◆ Document source ◆
══════
Il n’y a pas qu’en France qu’une réforme des retraites menace le gouvernement. En Allemagne, l’équipe de Friedrich Merz est fragilisée par des dissensions internes au sein des troupes conservatrices au Bundestag. 18 élus de la Junge Union (JU), l’organisation de jeunes de la CDU/CSU, le parti du chancelier, menacent de ne pas voter le texte de loi encadrant le versement dans le pays des pensions de retraite pour les prochaines années. En cause ? La volonté des sociaux-démocrates du SPD, participants à la coalition au pouvoir, d’étendre au-delà de 2031 le maintien de l’actuel niveau de pension, établi à 48 % du revenu moyen d’un salarié.
══════
Relevés de points étiquetés
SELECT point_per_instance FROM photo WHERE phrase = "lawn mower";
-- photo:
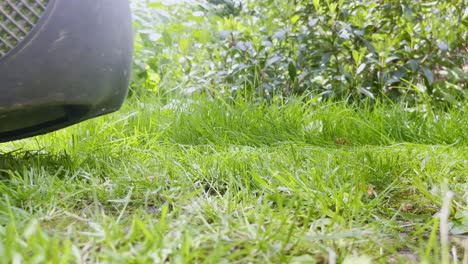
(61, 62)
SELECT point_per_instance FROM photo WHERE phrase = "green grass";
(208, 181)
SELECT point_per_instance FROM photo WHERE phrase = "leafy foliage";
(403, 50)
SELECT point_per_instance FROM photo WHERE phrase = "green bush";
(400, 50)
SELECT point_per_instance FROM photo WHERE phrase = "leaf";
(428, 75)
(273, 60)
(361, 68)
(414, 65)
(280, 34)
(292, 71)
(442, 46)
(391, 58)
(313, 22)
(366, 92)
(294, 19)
══════
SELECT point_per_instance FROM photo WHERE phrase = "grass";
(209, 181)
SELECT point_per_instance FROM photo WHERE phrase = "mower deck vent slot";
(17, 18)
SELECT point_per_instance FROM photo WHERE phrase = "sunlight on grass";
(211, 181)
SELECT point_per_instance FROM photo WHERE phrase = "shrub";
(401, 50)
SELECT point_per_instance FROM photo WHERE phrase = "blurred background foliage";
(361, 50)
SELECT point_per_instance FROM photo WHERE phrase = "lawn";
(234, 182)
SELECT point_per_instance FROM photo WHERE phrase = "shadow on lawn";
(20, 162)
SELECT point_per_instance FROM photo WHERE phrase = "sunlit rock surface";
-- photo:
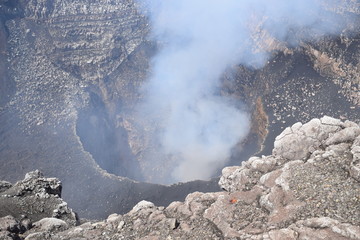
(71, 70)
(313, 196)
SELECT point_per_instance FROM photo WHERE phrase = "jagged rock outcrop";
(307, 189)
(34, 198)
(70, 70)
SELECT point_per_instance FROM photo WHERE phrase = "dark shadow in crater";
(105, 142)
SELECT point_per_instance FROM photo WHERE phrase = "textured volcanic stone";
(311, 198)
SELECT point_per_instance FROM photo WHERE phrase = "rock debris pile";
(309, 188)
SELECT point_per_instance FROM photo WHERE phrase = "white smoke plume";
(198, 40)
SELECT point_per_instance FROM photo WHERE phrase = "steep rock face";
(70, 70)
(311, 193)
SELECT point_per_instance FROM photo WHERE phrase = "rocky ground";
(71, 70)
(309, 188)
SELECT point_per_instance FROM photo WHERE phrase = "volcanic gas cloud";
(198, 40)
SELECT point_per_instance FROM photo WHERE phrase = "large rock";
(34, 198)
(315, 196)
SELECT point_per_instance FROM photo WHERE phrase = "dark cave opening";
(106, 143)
══════
◆ Tâches et exercices ◆
[1] Indiquez combien de lignes ci-dessus contiennent la chaîne « lawn ». Répondez uniquement par ce nombre.
[2] Poursuivez, s'il vous plaît, le texte sur la réforme des retraites en Allemagne à partir de sa dernière phrase.

◆ Corrigé des exercices ◆
[1] 3

[2]
Débat interne parmi les conservateurs

Cette mesure est largement critiquée par les jeunes conservateurs, pour qui une telle disposition engendrerait des coûts supplémentaires de plus de 115 milliards d’euros jusqu’à 2040. Une manne qui, selon eux, devrait être « supportée » essentiellement par les actifs et nouveaux venus sur le marché du travail. « C’est tout simplement insoutenable sur le plan fiscal », critique ainsi l’un de leurs représentants, Johannes Volkmann, par ailleurs petit-fils de l’ex-chancelier conservateur Helmut Kohl. A l’opposé de cette évolution défendue par le gouvernement, la Junge Union propose, elle, d’abaisser à 47 % le niveau des pensions des retraites.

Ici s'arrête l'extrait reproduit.